Find "Locate every instance of the tree trunk" in the data, then restate the line it sits in and every later line word for word, ending with the last line.

>> begin

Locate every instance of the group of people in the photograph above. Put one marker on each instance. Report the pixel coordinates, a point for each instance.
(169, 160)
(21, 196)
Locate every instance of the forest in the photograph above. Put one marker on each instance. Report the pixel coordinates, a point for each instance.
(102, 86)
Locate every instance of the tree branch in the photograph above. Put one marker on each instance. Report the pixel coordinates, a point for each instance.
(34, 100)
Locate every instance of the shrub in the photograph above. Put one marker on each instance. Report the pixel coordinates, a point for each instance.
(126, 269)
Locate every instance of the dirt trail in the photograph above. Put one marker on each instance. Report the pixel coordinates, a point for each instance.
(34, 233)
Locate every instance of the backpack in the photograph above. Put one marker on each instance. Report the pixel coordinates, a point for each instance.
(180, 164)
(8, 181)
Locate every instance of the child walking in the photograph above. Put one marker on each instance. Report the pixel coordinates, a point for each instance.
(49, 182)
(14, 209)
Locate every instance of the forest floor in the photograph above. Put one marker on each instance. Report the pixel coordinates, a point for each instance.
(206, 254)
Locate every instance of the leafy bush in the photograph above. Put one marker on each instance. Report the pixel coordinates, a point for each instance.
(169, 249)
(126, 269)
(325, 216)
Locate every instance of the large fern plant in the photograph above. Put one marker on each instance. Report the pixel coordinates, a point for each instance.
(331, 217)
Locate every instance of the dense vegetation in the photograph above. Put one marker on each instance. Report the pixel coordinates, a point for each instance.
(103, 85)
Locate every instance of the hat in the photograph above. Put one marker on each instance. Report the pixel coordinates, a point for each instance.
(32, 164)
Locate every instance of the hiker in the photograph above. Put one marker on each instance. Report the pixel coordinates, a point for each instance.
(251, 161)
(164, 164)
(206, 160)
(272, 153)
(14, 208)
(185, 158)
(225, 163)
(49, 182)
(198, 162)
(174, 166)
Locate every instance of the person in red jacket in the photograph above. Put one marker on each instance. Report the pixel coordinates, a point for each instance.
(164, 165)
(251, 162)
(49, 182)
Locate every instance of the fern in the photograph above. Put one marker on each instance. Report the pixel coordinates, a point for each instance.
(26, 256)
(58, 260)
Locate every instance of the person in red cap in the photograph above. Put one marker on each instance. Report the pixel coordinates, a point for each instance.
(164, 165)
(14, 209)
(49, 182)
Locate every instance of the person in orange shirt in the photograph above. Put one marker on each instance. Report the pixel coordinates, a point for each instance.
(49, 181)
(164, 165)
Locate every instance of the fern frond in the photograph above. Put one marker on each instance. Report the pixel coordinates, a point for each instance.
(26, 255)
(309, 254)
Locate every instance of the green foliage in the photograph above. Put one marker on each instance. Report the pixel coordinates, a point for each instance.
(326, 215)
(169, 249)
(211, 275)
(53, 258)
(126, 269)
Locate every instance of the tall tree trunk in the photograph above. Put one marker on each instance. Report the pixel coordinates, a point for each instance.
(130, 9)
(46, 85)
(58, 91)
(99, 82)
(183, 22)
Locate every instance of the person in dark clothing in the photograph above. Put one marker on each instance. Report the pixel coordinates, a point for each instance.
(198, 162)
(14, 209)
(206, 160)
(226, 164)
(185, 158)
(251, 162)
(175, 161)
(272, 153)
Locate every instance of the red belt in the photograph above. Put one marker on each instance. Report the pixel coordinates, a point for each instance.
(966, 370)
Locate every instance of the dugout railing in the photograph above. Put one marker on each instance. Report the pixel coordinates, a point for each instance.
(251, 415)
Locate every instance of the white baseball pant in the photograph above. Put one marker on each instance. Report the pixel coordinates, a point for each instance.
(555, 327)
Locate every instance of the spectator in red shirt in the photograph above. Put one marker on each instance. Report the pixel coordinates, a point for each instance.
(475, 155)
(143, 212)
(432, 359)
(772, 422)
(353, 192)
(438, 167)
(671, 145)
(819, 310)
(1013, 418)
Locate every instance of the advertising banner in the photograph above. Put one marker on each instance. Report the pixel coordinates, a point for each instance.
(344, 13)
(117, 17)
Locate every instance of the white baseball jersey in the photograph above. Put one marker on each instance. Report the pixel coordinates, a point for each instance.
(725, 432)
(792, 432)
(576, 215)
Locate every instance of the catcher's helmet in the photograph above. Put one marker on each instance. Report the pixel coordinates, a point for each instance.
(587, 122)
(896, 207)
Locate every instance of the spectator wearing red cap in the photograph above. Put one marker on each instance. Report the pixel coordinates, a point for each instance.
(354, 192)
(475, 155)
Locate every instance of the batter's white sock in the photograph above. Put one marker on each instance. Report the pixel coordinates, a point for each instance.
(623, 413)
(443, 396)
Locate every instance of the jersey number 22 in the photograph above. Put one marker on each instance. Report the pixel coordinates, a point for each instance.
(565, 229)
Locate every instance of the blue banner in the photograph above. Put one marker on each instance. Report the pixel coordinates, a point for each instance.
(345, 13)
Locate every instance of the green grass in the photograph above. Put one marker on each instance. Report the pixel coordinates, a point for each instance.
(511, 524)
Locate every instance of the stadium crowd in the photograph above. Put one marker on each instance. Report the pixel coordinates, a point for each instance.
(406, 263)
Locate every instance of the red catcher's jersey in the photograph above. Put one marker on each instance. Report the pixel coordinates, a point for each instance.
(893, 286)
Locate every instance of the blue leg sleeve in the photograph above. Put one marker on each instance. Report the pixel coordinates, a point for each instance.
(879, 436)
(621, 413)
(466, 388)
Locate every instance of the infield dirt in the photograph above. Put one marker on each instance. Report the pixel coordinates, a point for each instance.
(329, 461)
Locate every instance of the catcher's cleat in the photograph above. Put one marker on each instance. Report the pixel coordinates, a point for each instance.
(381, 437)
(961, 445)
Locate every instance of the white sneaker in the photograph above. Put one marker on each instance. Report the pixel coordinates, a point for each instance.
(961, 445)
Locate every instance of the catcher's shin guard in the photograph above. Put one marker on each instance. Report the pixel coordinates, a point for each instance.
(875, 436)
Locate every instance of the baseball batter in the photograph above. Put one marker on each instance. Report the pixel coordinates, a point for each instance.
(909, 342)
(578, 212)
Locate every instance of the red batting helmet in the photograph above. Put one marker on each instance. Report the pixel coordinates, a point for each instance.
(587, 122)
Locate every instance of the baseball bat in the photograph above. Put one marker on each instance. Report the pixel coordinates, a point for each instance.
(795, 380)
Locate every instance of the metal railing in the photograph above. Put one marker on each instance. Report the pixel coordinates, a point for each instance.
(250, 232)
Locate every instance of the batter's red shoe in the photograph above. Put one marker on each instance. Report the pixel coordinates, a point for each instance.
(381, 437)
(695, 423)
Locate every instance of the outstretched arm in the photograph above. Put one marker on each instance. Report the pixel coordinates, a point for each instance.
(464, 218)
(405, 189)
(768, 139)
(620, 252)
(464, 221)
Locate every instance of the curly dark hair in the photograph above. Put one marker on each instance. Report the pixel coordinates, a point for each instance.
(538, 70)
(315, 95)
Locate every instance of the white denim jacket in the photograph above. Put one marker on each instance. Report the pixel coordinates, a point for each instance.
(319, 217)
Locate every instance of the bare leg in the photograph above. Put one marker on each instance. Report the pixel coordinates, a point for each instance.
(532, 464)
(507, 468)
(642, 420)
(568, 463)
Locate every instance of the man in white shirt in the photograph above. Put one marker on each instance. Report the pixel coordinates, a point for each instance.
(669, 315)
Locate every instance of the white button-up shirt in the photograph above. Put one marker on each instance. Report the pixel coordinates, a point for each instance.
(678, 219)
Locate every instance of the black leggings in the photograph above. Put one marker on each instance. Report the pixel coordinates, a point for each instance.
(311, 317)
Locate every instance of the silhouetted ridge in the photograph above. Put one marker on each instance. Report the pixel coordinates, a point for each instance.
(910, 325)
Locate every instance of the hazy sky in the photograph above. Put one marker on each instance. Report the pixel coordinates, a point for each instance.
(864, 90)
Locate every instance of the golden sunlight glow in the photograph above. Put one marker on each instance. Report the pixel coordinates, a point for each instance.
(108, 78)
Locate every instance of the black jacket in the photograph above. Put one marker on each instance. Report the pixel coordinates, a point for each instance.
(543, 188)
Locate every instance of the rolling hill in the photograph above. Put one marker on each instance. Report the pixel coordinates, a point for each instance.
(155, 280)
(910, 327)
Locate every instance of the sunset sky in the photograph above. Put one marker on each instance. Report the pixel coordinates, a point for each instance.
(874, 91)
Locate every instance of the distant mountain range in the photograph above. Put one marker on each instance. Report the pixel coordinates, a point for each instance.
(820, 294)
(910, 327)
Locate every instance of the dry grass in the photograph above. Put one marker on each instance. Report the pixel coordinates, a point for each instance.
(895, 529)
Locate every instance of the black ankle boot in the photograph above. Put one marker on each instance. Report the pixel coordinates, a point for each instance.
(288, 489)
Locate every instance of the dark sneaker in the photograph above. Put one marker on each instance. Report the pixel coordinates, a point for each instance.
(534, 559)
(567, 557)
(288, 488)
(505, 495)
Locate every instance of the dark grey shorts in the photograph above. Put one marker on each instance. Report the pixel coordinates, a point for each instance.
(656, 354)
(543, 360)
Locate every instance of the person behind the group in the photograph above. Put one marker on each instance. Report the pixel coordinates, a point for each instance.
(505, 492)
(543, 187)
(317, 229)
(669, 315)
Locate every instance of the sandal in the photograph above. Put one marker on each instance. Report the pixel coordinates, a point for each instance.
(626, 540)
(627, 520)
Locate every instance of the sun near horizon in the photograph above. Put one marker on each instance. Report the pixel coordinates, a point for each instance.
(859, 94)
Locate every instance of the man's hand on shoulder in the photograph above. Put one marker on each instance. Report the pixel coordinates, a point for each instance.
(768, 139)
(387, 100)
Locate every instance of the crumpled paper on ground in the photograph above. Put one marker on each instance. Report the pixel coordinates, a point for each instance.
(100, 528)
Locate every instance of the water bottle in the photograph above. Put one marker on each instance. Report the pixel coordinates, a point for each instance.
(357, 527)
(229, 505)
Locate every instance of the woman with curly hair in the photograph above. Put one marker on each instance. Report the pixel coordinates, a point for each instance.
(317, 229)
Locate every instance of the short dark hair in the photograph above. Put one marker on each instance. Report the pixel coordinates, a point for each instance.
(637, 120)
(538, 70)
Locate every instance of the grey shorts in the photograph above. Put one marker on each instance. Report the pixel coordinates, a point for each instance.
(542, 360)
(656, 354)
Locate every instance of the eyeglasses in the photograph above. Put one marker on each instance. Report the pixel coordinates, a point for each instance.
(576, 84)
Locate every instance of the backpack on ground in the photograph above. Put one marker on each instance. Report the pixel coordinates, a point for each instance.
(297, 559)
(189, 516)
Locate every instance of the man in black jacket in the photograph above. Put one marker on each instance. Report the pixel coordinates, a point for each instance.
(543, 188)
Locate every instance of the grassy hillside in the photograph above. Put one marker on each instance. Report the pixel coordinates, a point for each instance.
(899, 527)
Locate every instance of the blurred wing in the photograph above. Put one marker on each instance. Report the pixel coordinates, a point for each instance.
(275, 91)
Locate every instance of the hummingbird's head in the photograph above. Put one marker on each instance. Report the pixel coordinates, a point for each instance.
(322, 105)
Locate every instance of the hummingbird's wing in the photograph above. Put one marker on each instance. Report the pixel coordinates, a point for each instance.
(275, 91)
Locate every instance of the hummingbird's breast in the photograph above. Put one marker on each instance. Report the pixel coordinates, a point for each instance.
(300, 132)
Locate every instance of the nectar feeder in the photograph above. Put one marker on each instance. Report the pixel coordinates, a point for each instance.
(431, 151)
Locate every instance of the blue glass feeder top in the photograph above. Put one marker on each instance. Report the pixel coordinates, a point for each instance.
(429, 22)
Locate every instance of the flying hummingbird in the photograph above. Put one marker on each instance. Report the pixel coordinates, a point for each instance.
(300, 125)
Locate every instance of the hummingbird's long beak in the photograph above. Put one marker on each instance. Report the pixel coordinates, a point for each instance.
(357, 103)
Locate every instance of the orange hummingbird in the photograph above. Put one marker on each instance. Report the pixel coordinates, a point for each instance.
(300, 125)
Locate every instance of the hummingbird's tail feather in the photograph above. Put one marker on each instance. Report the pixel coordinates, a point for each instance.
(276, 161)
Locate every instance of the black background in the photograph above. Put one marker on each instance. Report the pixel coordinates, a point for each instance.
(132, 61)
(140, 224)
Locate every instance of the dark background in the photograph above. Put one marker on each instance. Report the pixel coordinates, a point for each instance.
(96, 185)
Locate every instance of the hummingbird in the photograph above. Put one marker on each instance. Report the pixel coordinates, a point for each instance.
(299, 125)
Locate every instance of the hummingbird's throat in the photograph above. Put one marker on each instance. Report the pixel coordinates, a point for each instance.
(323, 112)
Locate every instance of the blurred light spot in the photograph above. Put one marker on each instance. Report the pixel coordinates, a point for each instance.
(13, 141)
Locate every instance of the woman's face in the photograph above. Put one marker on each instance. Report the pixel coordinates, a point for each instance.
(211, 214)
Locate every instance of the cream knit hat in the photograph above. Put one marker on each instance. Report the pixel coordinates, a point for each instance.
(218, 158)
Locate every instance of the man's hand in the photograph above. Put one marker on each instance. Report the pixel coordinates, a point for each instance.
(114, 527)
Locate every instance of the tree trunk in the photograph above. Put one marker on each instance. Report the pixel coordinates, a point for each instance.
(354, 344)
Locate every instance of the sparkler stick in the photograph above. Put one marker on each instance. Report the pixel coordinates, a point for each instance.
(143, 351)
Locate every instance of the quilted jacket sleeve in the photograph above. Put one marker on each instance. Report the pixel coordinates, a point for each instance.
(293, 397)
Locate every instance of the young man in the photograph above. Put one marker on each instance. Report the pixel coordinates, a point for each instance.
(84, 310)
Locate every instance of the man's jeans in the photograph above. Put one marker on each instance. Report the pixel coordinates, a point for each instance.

>> end

§ **REPLY**:
Locate every instance of the tree trunk in the photograph above. Put one marker on each instance. Report the pixel coordinates, a point for each instance.
(354, 344)
Locate every instance of the sparkler stick in the photograph above. Put one marker on each instance. Report the pixel coordinates, a point for each instance.
(143, 351)
Locate every instance of the quilted jacket sleeve in the photograph above. Put one marker on each instance. Report the pixel coordinates, a point for each instance.
(293, 397)
Locate every instance of the young man in the photograph above. Put one marker on each instance. Report the pixel coordinates, a point for each instance.
(84, 310)
Locate every instance of the man's jeans in the photograph above. Put one marker on each instance. Report the pixel coordinates, a point for each instance.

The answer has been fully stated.